__INPUT DATA__.
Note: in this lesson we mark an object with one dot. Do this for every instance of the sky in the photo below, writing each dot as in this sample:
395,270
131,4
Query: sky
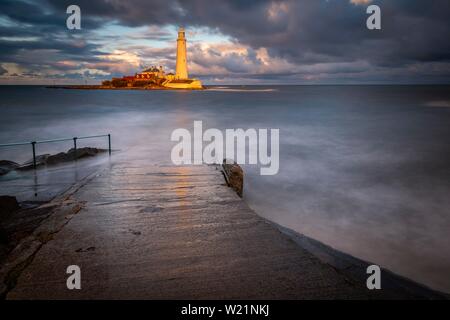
229,41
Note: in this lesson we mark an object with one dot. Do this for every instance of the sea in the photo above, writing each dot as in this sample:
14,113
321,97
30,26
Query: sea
363,169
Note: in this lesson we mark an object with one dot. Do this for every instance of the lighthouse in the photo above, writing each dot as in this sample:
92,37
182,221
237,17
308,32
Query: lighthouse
181,78
181,67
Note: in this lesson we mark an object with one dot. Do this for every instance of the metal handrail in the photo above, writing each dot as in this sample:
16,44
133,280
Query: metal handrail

__TASK PROMPT__. Copy the records shown above in their entirety and exactly; images are to be left out.

__SOLUTION__.
Note: in this lesson we mark an object with one dot. Do this for every instance of the sky in the photo below, writing each dot as in this sample:
395,270
131,4
Query: sky
229,41
Note: in this lesson we mark an object with one dot. Do this for every instance of the sea in the photo above, writing each dot as in this sample:
14,113
321,97
30,26
Query: sea
363,169
Note: in this lesson we mark an object with one dot. Do this for every instance of the lighthouse in the photo above, writing each dot as in this sample:
92,37
182,221
237,17
308,32
Query: lighthouse
181,78
181,67
Note: in this lesson we mark an object with one dot. Do this for every instance of the metal handrail in the photo above, writing each dot as in this sample:
16,44
133,280
Query: metal handrail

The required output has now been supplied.